**Extracted data entries**
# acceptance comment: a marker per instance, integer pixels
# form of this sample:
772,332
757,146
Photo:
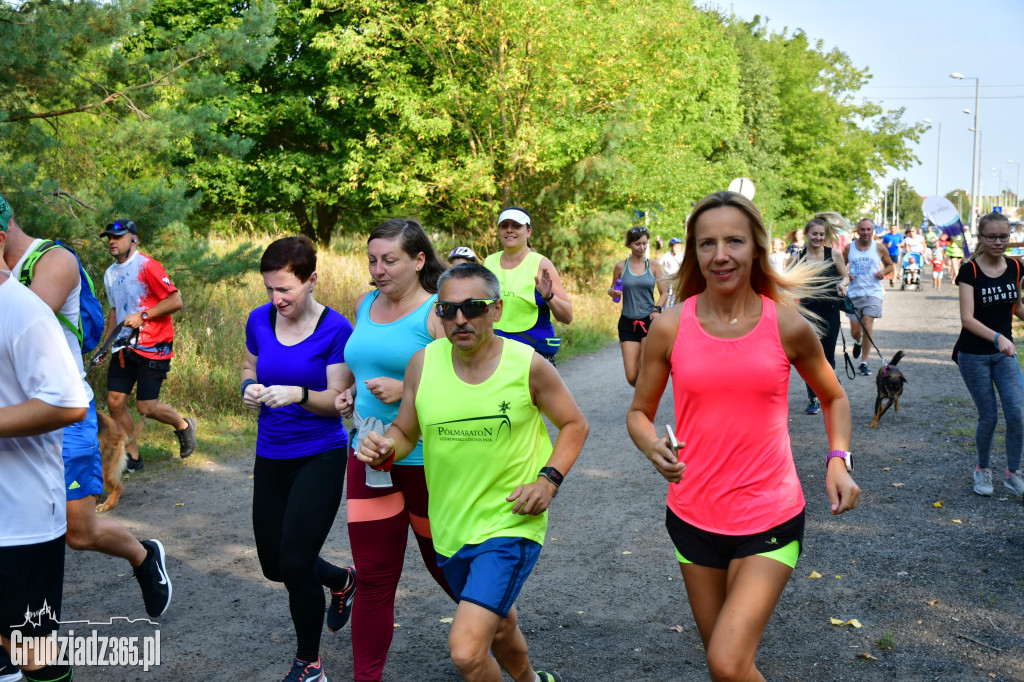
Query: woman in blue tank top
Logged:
392,323
638,278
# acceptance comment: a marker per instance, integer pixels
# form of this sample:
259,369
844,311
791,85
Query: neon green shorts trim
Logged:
786,555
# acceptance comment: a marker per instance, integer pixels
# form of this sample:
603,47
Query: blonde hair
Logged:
803,281
833,222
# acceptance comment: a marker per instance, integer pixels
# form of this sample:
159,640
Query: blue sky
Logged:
910,47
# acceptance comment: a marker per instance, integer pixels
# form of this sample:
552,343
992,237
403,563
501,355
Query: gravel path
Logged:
932,571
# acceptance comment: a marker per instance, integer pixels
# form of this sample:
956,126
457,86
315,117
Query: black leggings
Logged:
829,313
294,505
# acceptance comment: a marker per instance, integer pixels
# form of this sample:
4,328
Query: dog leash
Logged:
864,330
851,371
100,354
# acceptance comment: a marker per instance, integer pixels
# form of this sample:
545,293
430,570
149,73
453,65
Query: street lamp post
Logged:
938,161
1017,197
975,177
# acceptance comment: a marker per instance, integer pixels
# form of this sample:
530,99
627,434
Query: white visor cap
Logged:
515,215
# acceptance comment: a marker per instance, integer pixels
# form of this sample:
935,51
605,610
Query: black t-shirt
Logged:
994,299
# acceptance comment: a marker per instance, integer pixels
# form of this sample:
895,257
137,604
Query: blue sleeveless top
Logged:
383,350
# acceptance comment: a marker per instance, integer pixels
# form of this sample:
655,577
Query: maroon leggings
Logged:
378,529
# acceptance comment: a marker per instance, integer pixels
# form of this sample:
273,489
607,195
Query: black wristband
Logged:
246,384
552,474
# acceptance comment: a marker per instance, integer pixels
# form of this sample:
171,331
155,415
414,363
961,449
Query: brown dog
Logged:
113,440
890,386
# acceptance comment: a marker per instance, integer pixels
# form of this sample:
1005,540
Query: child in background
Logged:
778,255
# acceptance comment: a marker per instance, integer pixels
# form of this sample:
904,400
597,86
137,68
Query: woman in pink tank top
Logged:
735,507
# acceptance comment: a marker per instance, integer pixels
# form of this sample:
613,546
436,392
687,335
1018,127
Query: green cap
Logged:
6,213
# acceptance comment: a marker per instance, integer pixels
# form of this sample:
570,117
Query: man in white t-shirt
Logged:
40,393
671,262
55,279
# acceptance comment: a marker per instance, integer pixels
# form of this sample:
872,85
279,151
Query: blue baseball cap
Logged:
120,228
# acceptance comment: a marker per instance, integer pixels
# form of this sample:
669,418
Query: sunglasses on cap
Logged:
473,307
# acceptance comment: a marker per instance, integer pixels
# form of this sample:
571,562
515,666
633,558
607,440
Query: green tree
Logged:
100,111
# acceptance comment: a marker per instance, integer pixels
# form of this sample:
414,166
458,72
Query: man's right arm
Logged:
54,276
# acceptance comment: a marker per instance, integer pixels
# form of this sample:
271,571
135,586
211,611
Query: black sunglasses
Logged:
473,307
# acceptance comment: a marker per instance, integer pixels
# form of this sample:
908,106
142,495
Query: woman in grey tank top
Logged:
634,282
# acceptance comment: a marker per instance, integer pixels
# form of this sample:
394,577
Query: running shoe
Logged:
186,437
1014,482
8,673
303,671
341,604
152,577
983,481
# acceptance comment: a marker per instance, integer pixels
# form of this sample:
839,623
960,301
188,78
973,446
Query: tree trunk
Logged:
327,218
305,226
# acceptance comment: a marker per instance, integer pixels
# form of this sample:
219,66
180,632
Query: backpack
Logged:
89,331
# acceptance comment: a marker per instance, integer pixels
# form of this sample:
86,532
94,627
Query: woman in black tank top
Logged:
822,229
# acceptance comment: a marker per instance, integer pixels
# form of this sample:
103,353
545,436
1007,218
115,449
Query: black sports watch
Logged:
552,474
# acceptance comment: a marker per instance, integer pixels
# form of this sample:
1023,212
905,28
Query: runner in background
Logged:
735,507
892,241
824,228
142,297
530,287
392,323
639,278
989,297
293,371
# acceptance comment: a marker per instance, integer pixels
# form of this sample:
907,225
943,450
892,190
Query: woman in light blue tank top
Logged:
392,323
634,281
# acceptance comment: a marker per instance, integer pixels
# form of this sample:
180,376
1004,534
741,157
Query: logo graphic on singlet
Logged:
476,429
998,294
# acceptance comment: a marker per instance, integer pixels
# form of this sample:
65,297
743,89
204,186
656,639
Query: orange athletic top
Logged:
732,412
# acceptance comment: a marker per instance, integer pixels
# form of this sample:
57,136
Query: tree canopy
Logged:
330,115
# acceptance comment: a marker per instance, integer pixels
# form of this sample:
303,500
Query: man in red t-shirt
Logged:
142,297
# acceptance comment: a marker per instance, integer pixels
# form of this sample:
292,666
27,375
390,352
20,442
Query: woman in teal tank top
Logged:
530,287
392,323
636,279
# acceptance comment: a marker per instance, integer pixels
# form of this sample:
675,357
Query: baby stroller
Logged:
911,271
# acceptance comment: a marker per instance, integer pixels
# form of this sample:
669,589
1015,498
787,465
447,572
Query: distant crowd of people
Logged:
448,373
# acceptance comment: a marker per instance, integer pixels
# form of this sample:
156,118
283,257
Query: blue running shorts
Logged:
492,573
83,463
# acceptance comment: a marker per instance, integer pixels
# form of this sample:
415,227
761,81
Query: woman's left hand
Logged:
279,396
544,284
385,389
843,492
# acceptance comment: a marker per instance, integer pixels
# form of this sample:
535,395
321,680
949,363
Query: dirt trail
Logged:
943,586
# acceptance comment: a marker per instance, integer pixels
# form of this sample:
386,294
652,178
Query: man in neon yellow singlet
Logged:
486,453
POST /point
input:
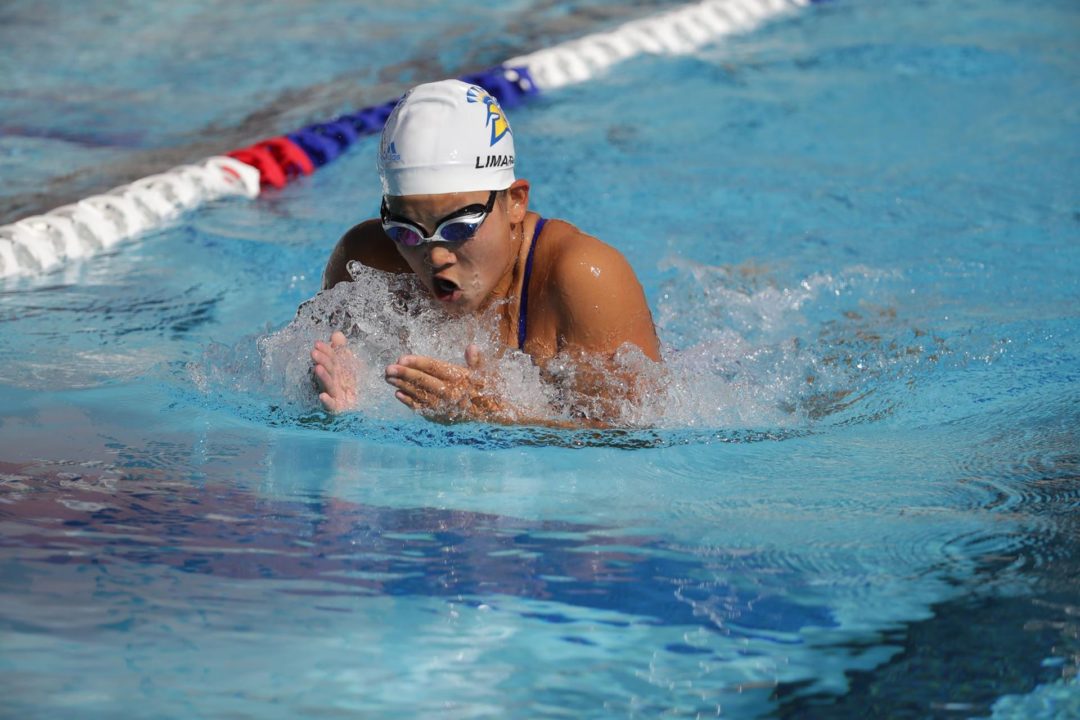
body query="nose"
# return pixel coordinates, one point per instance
(440, 255)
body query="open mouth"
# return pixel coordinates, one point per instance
(444, 288)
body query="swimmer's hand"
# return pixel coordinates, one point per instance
(336, 369)
(445, 392)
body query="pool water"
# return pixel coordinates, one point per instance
(859, 231)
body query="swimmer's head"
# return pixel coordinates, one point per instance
(446, 136)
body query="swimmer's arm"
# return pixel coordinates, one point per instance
(601, 309)
(368, 245)
(601, 303)
(445, 392)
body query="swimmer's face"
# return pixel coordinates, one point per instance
(467, 275)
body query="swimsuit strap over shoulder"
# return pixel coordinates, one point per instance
(523, 307)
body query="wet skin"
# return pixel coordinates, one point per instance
(584, 299)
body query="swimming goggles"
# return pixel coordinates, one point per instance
(457, 227)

**Exercise instructions**
All of the lines above should be retyped precisely, apart from the pictures.

**Result for this exercise**
# acceptance comment: a marker per instance, integer pixels
# form of this sample:
772,332
757,146
Photo:
Query: woman in blue tank top
Logged:
392,323
638,278
# acceptance comment: a marker per instance, integer pixels
# form of this sample:
259,369
844,311
791,85
Query: neon green shorts trim
Logged:
786,555
# acceptance comment: a marker per instance, integer pixels
# form of this sample:
603,47
Query: blonde hair
Logged:
803,281
833,222
# acceptance comment: a marker per instance, integer pixels
# form of this sample:
159,640
Query: blue sky
Logged:
910,47
# acceptance comment: a marker per instance, integer pixels
# form of this sample:
552,343
992,237
403,563
501,355
Query: gravel path
Logged:
932,571
# acceptance comment: a marker per instance, integer pixels
# form of this sample:
956,126
457,86
315,117
Query: black leggings
Logged:
829,313
294,505
# acceptance comment: a marker per instance, integer pixels
# form of this sample:
4,328
Query: dog leash
Logged:
864,330
851,371
100,354
# acceptance comment: a marker per instance, integer pixels
# form of this sample:
545,293
430,570
149,73
453,65
Query: street lamp post
Logged:
938,161
1017,197
975,177
# acceptance comment: a marker per instance, integer pixels
# form of this sample:
530,99
627,434
Query: white visor cap
Logged:
515,215
# acceptance comment: a marker per instance, integer pixels
# form of this sample:
935,51
605,610
Query: black t-shirt
Logged:
994,299
# acceptance comment: a marker per instance, integer pixels
# form of this sample:
895,257
137,604
Query: blue sleeveless top
Logged:
383,350
# acceptance comment: a marker per instance, integer pixels
# form of this sample:
655,577
Query: maroon leggings
Logged:
378,529
# acceptance comment: a marker per instance, integer pixels
# form of this sample:
273,489
607,195
Query: black wristband
Logged:
246,384
552,474
# acceptance comment: a marker per instance, integer pixels
# form of this sample:
171,331
155,415
414,363
961,449
Query: brown dog
Logged:
113,440
890,386
# acceptance comment: a marker per instance, integer pixels
# form of this sample:
1005,540
Query: child in background
Logged:
778,255
# acceptance comment: a marker per instance, integer pixels
# form of this sample:
904,400
597,86
137,68
Query: woman in pink tank top
Logged:
735,507
# acceptance comment: a marker per instance, integer pixels
# form of this sample:
613,546
436,392
687,335
1018,127
Query: green cap
Logged:
6,213
# acceptance comment: a marker per instance, integer pixels
# form of this sample:
570,117
Query: man in white t-shirt
Logged:
40,393
671,262
55,279
# acceptance comment: a marker per instance, integer pixels
# form of this sample:
872,85
279,151
Query: blue baseball cap
Logged:
120,228
# acceptance comment: a marker per instance, integer pixels
# form of this sample:
669,418
Query: sunglasses on cap
Logged:
473,307
# acceptance comment: a marker per instance, integer pixels
# form of this sample:
571,562
515,666
633,558
607,440
Query: green tree
Logged:
100,111
# acceptance comment: a marker per instance, integer pixels
# form of this sample:
414,166
458,72
Query: man's right arm
Logged:
54,276
# acceptance comment: a marker per instance, integer pixels
# form of this sample:
271,571
135,586
211,611
Query: black sunglasses
Logged:
473,307
# acceptance comment: a marker per instance, integer pixels
# form of this sample:
908,106
142,495
Query: woman in grey tank top
Logged:
634,282
# acceptance comment: a marker per instance, integer pixels
# form of this sample:
394,577
Query: running shoe
Logged:
186,437
1014,482
8,673
303,671
341,604
152,577
983,481
# acceptance comment: a marker per instance, integer pixels
# form of this sample:
839,623
960,301
188,78
973,446
Query: tree trunk
Logged:
327,218
305,226
# acceptance comment: a marker per instance, integer pixels
# form of this sample:
219,66
180,632
Query: backpack
Logged:
89,331
# acceptance comment: a marker per instance, integer pixels
# form of this sample:
86,532
94,627
Query: woman in black tank top
Logged:
822,229
# acceptance comment: a marker per instance, integer pixels
# form of this sample:
103,353
545,436
1007,218
115,449
Query: black sports watch
Logged:
552,474
# acceptance comment: a marker per instance, integer pixels
# form of this sample:
1023,212
905,28
Query: runner in background
Logged:
735,507
892,241
824,228
142,297
530,287
392,323
639,278
989,297
293,371
# acceptance comment: a marker per instance, integer pixels
# form of this sample:
907,225
943,450
892,190
Query: woman in light blue tank top
Logged:
392,323
634,281
# acceptance comment: a marker per instance, integer pixels
# form of this sample:
180,376
1004,534
741,157
Query: logo graphic on singlet
Logged:
476,429
998,294
# acceptance comment: a marker per instance, integer pixels
# form of this sample:
65,297
743,89
204,186
656,639
Query: orange athletic top
Logged:
732,412
# acceptance comment: a marker per instance, integer pixels
# form of this sample:
57,136
Query: tree canopy
Logged:
330,115
# acceptance comment: a marker per instance, integer pixels
# form of this sample:
303,500
Query: man in red t-shirt
Logged:
142,297
# acceptance comment: a marker per instance, integer pixels
# form of this sample:
292,666
27,375
390,352
20,442
Query: woman in teal tank top
Logged:
530,287
392,323
636,279
# acceptance comment: a marker per instance, integer pixels
# form of this sample:
675,357
Query: baby stroller
Logged:
911,271
# acceptance comment: a marker per instance, integer pixels
# form of this sample:
669,589
1015,498
787,465
447,572
Query: distant crowd of people
Logged:
448,373
# acceptance comment: a marker per instance, integer pixels
# form of this sample:
156,118
283,257
Query: blue running shorts
Logged:
492,573
83,463
# acceptance comment: a marker per instance, integer pixels
# form of this sample:
415,227
761,81
Query: woman's left hand
Logged:
279,396
544,284
385,389
843,492
# acceptance comment: a marker per instance, integer pixels
# form of this sample:
535,395
321,680
949,363
Query: dirt trail
Logged:
943,586
# acceptance comment: a marker per instance, integer pixels
# form of this sample:
386,294
652,178
Query: man in neon yellow singlet
Logged:
486,453
POST /point
input:
body query="nose"
# return pixel coordinates, one point per instance
(440, 255)
body query="open mouth"
# return pixel coordinates, one point per instance
(444, 288)
body query="swimmer's hand"
# return pixel coordinates, one point per instance
(336, 369)
(445, 392)
body query="pool water"
# return pixel coordinates, one point per instance
(859, 231)
body query="swimmer's head"
# return pixel coordinates, one point per instance
(446, 136)
body query="swimmer's arm"
# return pixel coordinates, one point per instance
(601, 309)
(368, 245)
(601, 303)
(445, 392)
body query="swimmer's face"
# return pixel coordinates, one point per instance
(467, 275)
body query="swimsuit strap over shoulder"
# return pixel coordinates, one point per instance
(523, 307)
body query="wet skin"
# return pixel coordinates, one point per instance
(584, 299)
body query="swimming goggles"
# return pixel coordinates, one point per instance
(457, 227)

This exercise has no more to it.